»»

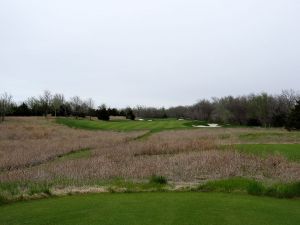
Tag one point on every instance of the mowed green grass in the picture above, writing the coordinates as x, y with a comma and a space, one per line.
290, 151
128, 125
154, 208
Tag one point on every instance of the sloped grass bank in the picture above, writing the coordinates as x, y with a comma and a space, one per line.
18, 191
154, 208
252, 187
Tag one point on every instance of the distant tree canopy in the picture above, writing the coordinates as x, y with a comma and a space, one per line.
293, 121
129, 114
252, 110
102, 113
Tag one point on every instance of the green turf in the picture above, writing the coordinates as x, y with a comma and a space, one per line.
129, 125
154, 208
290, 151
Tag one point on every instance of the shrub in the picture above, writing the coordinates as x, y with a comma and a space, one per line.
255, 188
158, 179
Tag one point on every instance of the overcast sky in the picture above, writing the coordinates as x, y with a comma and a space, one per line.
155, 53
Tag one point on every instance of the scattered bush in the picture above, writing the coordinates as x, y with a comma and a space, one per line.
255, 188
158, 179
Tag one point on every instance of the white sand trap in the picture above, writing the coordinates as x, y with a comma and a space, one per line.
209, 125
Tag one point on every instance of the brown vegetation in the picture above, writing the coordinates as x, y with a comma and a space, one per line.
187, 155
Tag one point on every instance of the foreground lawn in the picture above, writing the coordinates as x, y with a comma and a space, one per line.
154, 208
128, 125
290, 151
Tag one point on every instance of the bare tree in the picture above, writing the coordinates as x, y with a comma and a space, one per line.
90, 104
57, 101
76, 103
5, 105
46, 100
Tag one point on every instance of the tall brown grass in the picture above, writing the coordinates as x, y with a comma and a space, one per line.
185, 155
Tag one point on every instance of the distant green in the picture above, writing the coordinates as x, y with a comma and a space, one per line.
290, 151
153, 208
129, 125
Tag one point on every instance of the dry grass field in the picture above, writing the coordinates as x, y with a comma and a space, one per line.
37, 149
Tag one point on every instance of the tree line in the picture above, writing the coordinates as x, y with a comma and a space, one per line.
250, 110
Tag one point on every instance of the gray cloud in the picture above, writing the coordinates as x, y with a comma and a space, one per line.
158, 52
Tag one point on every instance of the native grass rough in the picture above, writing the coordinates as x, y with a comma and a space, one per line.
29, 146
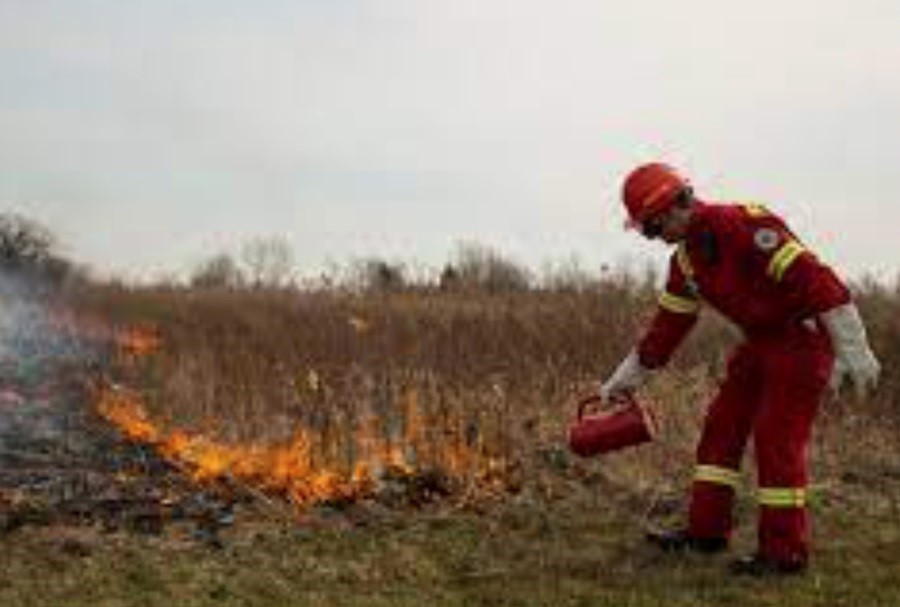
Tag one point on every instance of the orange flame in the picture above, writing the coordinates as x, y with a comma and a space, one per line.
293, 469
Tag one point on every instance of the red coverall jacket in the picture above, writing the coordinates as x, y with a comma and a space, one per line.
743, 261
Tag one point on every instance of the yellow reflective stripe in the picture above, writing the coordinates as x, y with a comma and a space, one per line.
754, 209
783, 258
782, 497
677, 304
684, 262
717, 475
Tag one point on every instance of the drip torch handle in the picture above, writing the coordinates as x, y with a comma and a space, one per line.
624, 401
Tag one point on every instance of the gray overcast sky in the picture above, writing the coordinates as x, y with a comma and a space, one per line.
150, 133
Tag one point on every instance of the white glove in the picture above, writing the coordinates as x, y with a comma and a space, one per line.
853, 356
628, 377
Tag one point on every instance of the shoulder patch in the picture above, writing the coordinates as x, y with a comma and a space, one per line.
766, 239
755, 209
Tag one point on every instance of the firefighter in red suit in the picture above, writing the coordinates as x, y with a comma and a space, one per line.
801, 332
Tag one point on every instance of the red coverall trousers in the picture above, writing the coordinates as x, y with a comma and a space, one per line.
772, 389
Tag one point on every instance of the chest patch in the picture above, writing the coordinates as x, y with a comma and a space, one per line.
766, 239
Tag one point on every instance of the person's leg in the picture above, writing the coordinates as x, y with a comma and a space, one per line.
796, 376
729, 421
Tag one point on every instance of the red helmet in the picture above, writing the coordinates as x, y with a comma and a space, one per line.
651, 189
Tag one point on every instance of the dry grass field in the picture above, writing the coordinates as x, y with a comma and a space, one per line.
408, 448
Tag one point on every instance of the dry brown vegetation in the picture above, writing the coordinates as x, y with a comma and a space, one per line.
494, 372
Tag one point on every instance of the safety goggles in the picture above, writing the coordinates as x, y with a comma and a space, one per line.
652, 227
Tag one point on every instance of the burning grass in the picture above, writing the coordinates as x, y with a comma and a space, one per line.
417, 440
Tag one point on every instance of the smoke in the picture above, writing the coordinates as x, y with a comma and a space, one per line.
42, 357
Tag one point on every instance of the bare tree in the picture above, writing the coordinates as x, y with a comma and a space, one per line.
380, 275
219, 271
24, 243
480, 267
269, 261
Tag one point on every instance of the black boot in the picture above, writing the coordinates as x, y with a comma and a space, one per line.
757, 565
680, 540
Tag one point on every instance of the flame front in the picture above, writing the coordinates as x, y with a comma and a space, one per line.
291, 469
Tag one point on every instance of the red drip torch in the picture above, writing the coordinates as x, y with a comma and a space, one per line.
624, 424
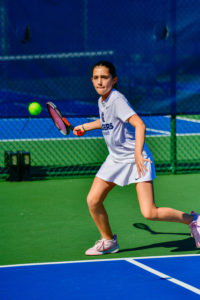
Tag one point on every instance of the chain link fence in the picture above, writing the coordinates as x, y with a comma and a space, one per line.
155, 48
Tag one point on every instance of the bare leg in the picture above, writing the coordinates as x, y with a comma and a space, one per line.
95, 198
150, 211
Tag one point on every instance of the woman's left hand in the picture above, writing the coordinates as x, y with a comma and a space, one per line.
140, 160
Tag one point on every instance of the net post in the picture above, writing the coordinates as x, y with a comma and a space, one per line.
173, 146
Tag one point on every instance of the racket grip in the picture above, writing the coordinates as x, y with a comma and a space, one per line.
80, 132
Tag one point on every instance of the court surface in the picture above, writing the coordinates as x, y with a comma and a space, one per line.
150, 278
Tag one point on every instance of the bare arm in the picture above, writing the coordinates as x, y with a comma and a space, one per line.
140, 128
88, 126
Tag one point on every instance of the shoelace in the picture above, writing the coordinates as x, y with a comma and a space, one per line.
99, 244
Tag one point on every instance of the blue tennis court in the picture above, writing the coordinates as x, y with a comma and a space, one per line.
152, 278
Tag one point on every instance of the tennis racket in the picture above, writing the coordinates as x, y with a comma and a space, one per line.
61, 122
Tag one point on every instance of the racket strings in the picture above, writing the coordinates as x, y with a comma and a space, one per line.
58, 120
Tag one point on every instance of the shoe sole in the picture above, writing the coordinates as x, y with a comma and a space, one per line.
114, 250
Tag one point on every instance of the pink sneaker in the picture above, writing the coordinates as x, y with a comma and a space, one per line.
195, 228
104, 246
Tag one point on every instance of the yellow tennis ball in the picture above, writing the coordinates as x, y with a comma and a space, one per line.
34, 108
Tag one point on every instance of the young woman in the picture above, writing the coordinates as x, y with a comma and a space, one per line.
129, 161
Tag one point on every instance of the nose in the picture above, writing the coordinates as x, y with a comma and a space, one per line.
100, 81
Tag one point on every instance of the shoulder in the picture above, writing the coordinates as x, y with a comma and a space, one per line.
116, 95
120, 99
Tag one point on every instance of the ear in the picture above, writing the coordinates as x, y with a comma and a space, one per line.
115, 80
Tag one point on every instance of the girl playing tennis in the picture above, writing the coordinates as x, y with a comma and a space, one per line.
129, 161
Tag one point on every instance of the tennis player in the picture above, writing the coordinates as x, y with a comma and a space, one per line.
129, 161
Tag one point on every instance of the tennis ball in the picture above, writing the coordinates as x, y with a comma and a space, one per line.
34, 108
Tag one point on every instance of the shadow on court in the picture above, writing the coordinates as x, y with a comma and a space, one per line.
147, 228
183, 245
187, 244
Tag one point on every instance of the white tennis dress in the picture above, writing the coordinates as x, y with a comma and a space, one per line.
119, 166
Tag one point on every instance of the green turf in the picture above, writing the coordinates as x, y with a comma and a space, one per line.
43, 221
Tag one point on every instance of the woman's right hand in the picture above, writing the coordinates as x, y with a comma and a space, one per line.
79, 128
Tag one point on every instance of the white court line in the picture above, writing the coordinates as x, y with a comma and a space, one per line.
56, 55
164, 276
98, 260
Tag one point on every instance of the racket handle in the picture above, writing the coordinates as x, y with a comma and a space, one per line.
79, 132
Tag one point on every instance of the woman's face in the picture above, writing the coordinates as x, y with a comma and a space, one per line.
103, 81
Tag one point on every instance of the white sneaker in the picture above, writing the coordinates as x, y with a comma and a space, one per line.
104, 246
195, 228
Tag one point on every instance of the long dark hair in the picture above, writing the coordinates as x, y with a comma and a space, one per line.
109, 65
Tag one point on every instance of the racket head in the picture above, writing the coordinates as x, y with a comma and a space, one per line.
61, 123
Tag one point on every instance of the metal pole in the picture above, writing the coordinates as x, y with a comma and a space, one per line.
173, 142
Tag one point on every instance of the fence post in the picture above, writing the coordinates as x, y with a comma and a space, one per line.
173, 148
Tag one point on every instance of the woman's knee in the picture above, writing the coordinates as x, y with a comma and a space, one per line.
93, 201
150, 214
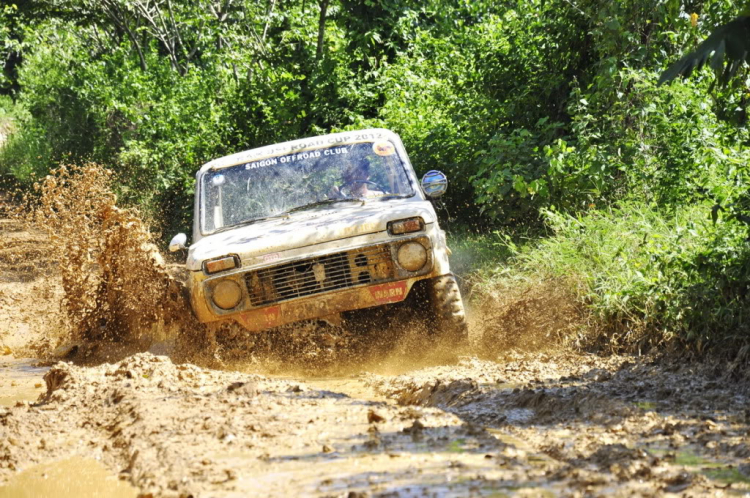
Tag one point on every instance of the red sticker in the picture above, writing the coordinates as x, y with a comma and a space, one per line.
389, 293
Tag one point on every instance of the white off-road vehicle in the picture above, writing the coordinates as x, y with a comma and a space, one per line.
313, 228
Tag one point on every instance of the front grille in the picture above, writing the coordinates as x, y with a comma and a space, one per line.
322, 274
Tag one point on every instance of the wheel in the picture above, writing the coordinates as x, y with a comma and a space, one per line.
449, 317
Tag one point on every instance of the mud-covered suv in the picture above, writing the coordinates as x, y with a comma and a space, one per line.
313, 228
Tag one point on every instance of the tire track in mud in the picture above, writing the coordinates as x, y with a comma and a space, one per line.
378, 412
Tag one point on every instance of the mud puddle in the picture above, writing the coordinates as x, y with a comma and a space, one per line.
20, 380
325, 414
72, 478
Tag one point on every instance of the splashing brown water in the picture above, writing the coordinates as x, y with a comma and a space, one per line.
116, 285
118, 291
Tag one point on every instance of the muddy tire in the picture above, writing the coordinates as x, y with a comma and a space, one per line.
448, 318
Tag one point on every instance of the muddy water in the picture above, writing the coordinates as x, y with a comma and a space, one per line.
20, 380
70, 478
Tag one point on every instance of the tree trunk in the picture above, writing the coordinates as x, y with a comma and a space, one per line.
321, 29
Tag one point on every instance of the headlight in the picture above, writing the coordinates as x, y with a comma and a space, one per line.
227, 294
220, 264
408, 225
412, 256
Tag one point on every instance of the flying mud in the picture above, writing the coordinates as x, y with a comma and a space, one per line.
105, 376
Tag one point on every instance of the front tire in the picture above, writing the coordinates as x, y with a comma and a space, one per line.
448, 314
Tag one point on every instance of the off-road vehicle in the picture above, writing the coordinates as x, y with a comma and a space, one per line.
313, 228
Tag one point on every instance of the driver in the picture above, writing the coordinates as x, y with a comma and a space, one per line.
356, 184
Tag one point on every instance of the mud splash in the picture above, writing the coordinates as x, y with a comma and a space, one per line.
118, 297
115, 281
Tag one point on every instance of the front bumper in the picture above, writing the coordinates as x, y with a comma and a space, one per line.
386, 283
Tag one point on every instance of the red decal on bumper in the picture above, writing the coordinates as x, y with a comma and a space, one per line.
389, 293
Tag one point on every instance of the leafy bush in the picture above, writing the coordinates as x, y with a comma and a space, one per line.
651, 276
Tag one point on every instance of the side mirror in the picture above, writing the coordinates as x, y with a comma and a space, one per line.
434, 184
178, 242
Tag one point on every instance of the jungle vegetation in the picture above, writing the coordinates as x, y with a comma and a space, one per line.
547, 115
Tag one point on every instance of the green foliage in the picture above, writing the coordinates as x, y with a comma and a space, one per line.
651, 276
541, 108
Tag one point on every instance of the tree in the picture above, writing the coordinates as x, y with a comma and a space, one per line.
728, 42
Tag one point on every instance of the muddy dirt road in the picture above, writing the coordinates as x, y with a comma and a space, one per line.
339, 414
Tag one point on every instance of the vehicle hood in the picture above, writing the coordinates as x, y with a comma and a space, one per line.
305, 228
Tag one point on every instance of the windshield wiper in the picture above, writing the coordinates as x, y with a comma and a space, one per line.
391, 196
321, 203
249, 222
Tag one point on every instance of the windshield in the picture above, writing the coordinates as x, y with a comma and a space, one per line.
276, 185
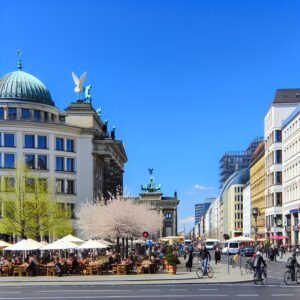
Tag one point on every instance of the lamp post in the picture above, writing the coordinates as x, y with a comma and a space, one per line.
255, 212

««

> _Exercise objective_: Take the line with "Tag one point on every instance of the windshield wiper" as the first line and the last line of the records above as the final one; reproduce exactly the lines between them, both included, without pictures.

> _Response area_:
Tag one point on every instance of the windshield wiper in the picture above, writing the coordinates as x, y with a comma and a space, one per line.
391, 196
321, 203
249, 222
Tag one point on every instance of the windshield in the picture above, writing the coordinates as x, y with a comma and a space, one per line.
276, 185
Tag one point on every instance of the lamp post in the picture above, writing the coordinates as x, y with a comma and a space, one per line.
255, 212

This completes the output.